§ Information shown
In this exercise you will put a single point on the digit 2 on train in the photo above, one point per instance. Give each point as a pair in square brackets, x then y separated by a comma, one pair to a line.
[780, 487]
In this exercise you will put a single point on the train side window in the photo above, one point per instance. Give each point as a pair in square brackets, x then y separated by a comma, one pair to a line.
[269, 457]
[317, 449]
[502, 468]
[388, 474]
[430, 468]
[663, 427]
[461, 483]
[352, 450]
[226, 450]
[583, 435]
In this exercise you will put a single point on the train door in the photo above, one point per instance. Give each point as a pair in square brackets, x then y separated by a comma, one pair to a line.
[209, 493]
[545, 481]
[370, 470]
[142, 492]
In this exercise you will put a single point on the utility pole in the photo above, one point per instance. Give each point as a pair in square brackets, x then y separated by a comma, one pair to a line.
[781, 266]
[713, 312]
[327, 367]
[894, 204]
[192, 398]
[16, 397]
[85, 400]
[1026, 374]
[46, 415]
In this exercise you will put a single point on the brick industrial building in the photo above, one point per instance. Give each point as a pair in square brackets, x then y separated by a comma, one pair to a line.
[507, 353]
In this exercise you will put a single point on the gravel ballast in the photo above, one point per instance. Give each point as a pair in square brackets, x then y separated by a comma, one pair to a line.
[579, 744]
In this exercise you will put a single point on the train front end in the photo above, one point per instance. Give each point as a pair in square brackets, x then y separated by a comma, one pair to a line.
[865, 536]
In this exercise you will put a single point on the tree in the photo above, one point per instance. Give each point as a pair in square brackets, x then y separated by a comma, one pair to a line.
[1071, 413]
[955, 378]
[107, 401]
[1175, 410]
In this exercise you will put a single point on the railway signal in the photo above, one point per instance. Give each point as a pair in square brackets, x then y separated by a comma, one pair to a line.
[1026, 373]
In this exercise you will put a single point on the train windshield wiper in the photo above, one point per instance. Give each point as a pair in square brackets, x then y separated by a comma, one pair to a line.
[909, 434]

§ Task instructions
Can you render all the material above as a numbered list, with any blank lines left out?

§ Solution to this exercise
1. In this exercise you will put a single point on the digit 2 on train in the photo above, one point per instance. Give each point as a pair in square brackets, x then y separated by a comma, one pair to a line.
2. [780, 487]
3. In this exercise you will put a single point on the train side window in the photo above, one point per instance. Give each point as a pair in square brackets, x then y separated by a comma, one pair to a line.
4. [269, 457]
5. [317, 449]
6. [502, 468]
7. [388, 474]
8. [430, 468]
9. [663, 427]
10. [461, 483]
11. [352, 450]
12. [226, 450]
13. [583, 435]
14. In this exercise you will put a single point on the train door in the photo above, one point per instance. Give each point as a pair in square brackets, x then y separated by a comma, one pair to a line.
15. [209, 493]
16. [545, 481]
17. [370, 470]
18. [142, 492]
19. In this exercise you will put a single point on the utility pole in the photo above, one point per instance. Give each point as a pair in square brackets, x then y separated by a comma, one pair to a line.
20. [781, 266]
21. [713, 312]
22. [327, 367]
23. [894, 204]
24. [192, 398]
25. [16, 397]
26. [85, 400]
27. [1026, 374]
28. [46, 415]
29. In this exercise you will put a single point on the brick industrial building in the photo above, one point per instance. Give each point as a pair in square brackets, x then y separated by a comma, one pair to a line.
30. [507, 353]
31. In this exercise you will put a single point on the gravel ballast in the photo above, one point per instance. Give each point as a pair in square brackets, x then y separated by a comma, one pair to a line.
32. [579, 744]
33. In this exercise you will put a single point on the train front end in the photo above, one point per instance. Give each point as a pair in square brackets, x then y separated by a comma, one pair to a line.
34. [865, 536]
35. In this exercise you will put a single point on the tree in the photo above, one point per instance. Give each point as a pair in square brackets, x then y separated by a comma, one pair to a line.
36. [1071, 413]
37. [955, 378]
38. [107, 401]
39. [1175, 410]
40. In this exercise you will put a single point on the railway signal in the photo above, one point per instance. Give each point as a pair in square brackets, x then y separated by a comma, one pair to a line.
41. [1026, 373]
42. In this exercise you will put a single point on the train windshield wiper in the photo above, one point per instance. Give each point as a pair in square brackets, x then y separated by a comma, one pair to a line.
43. [909, 434]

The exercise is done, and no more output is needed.